- _Study text_
Tests of Normality

· Q 1. I want to get a rough idea of whether the data for my continuous variable follow a normal distribution or are skewed. How can I do this using SPSS?

A. Try plotting a histogram and fitting a Normal curve to your data on the same plot. The instructions for this are available here: Creating histograms in SPSS.

However, if you are using this method as a means of helping you decide which is the right test for comparing two or more groups, then it would be best if you proceeded to Q 4., below and the accompanying solution.

· Q 2. What are parametric data?

A. Within the context of hypothesis testing, parametric data may be understood as data which follows a known distribution. Usually, the known distribution is the Normal distribution, which is why we often hear of the dichotomy between tests for Normally distributed data and tests for non-parametric data (or non-parametric tests). Examples of this dichotomy are provided in the two flowcharts on the WordPress page Some Useful Flowcharts of the current WordPress site.  These flowcharts are designed to assist you in choosing the right test(s) to address your study questions based on the type of data you have and your underlying hypotheses.

· Q 3. Why are tests of Normality so essential to parametric testing?

A. Often, when we perform a hypothesis test we are trying to refute a statement of no association or difference, called the Null Hypothesis. For example, if we were comparing two means for two samples, we would start with the null hypothesis that the means for the populations from which these samples were obtained are actually the same.

We might take this approach, for example, when comparing pain levels for two different groups of patients following use of a particular analgesic, provided the data are on a measurement scale (e.g. from 1 to 60) which is not limited to only a few categories.

In order to refute the null hypothesis we would need to have obtained a test statistic with a value which would be sufficiently extreme. But what is a test statistic, you may well ask?

Well, first of all each test statistic is dependent on a choice of test and therefore if we are going to draw the correct conclusion for our data, we had better be sure that we have chosen the correct hypothesis test.

For the example I have mentioned above, you would therefore use a t-test only if it was correct to assume that the two samples were taken from populations which were approximately Normally distributed. There are many ways of testing this assumption.

It is true that sometimes we can transform the data using logs or other functions to force the data to be Normally distributed but often this does not work. If this were the case with our example above, but the two samples did nevertheless come from populations with similar distributions, then you would perform a different test called the Mann-Whitney U-test.

Now back to the test statistic. A test statistic is a statistic which is calculated using the sample data and for which the value decides whether or not to reject the null hypothesis. The formula for calculating the test statistic depends on the distributions of the data from which our samples were taken. There is one test statistic for the independent samples t-test and another for the Mann-Whitney U-test when simply comparing for a difference between our samples. It is therefore important to check the distributions from which these samples were taken before calculating the test statistic.

- _What to do_
a: Answer these questions using the text on tests of normality, one line each:
(i) What does it suggest plotting in SPSS to get a rough idea of whether a continuous variable is normally distributed?
(ii) When comparing the means of two samples, what null hypothesis would we start with?
(iii) Which test should replace the t-test when a transformation fails to make the data Normal but the two samples come from populations with similar distributions?
b: Write the next part of the text on tests of normality, picking up after its final sentence.

- _Given data_
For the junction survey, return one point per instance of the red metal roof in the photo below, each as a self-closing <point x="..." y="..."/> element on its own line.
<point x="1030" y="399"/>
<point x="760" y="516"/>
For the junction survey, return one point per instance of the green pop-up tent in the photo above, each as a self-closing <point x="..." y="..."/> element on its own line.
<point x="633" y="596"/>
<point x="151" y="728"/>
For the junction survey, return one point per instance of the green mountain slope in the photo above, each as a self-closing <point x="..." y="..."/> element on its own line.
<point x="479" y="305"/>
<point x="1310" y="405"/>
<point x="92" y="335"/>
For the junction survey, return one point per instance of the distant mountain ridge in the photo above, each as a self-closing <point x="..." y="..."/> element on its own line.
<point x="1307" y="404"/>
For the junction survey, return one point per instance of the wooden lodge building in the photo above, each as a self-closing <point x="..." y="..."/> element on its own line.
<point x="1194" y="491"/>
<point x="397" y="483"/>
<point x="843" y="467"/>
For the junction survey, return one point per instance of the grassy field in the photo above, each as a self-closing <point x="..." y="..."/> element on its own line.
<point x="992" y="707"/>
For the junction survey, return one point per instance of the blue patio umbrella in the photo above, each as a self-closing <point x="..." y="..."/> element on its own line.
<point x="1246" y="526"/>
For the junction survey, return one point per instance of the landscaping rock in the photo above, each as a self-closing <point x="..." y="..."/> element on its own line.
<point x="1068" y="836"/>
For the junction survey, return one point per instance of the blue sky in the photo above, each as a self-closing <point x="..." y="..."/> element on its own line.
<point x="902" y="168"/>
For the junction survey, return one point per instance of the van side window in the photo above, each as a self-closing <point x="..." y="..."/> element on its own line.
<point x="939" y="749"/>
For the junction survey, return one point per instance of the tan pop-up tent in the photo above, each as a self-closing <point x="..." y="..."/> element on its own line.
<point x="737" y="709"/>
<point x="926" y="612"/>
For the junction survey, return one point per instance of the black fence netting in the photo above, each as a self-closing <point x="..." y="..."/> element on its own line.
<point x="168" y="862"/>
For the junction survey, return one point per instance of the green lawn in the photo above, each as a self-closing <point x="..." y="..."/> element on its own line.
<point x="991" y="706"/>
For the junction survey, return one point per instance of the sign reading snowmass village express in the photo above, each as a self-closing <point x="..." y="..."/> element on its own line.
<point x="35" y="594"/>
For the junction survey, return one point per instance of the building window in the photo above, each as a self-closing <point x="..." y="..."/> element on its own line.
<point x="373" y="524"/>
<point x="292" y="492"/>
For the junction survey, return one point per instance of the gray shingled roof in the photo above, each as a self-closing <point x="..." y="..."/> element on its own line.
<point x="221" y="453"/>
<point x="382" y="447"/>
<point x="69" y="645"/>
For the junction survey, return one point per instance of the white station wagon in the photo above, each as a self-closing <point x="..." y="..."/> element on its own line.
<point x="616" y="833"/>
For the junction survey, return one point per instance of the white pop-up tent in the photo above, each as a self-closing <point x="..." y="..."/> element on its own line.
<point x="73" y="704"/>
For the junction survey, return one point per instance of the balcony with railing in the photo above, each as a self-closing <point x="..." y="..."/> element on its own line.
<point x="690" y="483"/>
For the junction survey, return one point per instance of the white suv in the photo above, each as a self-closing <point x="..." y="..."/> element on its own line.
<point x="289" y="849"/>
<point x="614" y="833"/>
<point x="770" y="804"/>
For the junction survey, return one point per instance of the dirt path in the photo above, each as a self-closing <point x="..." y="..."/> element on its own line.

- _Exercise responses_
a:
(i) A histogram with a Normal curve fitted to the data on the same plot.
(ii) That the means of the populations from which the samples were obtained are actually the same.
(iii) The Mann-Whitney U-test.

b:
To see an example of the application of a test statistic in practice, have a look at  Chapter 7. The t tests of the e-book
Statistics at Square One
a
nd consider in particular how the test statistics, t, are calculated for different types of t-test.

However, I cannot stress too highly how useful the text Medical Statistics at a Glance would be in helping you get to grips with these essentials.  If you are registered with the University of Edinburgh, you can consult the electronic version of this book via the University’s library discovery system, DiscoverEd.
Here are some reference details:

    • Title: Medical statistics at a glance
    • Author: Aviva Petrie
    • Caroline Sabin
    • Publisher: Hoboken : Wiley
    • Publication Date: 2013
  • Edition: Third edition

· Q 4. I am considering comparing time to hospital discharge data for groups of patients defined according to how long they waited to see the consultant. Where can I find more comprehensive information on tests of Normality for each group (including advice on more precise tests).

A. Please refer to the resource

Testing data for Normality to assist in deciding whether to carry out a parametric or non-parametric test

 NB. If you wish to test for Normality for one or more variables but these variables are in separate columns because the data are related across columns, you can still use the instructions in the tutorial. However, you will not have to enter a variable into the SPSS dialogue box for groups (the cell salvage variable in the example provided). In simplicity, this means you don’t have to enter anything in the box Columns when creating a histrogram or in the box Factor list when running the Shapiro Wilks test. You should deal with each variable separately when creating histrograms. However, on running the Shapiro Wilks test, you can enter several variables into the box Dependent List. By doing so, you can save yourself a little time. In this context, you should refer to slide 53 in the first instance.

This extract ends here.